Work required ▸ Choose every line below that contains the word "concrete", treating uppercase and lowercase letters as different.

Stored data ▸
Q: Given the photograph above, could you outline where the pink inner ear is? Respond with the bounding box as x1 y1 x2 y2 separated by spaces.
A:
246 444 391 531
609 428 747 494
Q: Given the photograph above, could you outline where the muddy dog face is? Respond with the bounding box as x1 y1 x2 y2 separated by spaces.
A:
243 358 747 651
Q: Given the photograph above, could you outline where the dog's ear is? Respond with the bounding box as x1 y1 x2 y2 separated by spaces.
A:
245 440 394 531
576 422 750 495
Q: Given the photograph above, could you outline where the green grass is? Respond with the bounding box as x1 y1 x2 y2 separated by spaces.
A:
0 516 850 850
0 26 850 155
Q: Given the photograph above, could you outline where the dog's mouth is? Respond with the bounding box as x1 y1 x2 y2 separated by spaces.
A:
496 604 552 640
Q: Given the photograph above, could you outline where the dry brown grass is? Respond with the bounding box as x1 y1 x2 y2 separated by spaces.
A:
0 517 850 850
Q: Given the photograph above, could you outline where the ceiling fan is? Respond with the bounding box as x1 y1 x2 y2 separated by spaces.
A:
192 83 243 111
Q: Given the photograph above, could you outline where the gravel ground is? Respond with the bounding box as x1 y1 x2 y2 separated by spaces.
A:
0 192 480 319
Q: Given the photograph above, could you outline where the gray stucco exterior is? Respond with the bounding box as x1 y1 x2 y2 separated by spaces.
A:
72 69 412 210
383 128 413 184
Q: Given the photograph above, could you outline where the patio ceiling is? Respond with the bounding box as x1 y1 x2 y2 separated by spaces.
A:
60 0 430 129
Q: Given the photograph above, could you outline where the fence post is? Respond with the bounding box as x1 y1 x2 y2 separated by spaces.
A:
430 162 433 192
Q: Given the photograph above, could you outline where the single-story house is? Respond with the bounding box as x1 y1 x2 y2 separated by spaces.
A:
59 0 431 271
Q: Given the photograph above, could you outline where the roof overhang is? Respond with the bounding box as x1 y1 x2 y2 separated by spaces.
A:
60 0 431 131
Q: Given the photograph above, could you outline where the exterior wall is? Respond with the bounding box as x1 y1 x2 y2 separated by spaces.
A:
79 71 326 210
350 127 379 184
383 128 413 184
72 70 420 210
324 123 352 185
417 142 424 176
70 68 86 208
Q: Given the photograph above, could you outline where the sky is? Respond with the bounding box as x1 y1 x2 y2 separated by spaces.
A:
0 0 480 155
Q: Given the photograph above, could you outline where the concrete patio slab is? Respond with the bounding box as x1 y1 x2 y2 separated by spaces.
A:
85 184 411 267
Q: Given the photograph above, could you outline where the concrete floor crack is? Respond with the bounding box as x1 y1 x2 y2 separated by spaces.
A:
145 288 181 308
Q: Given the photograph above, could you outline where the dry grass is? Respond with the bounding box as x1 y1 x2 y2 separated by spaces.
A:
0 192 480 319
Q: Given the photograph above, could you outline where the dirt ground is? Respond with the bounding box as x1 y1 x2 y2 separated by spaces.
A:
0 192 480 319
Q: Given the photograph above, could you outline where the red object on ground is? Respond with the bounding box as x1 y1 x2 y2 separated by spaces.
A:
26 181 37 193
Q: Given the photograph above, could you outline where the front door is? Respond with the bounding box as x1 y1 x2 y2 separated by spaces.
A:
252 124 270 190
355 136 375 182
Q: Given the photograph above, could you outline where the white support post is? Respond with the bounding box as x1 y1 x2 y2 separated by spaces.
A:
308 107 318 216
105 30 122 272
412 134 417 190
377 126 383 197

Task output ▸
Q: Given the photograph above, could you outline where the concrete patio slab is? Respond with the bounding box as x1 y1 x2 y2 separated by spaces.
Q: Given the photograph above, could you outline where the concrete floor crack is? Respond with the bounding box as x1 y1 x2 y2 separated by spaces.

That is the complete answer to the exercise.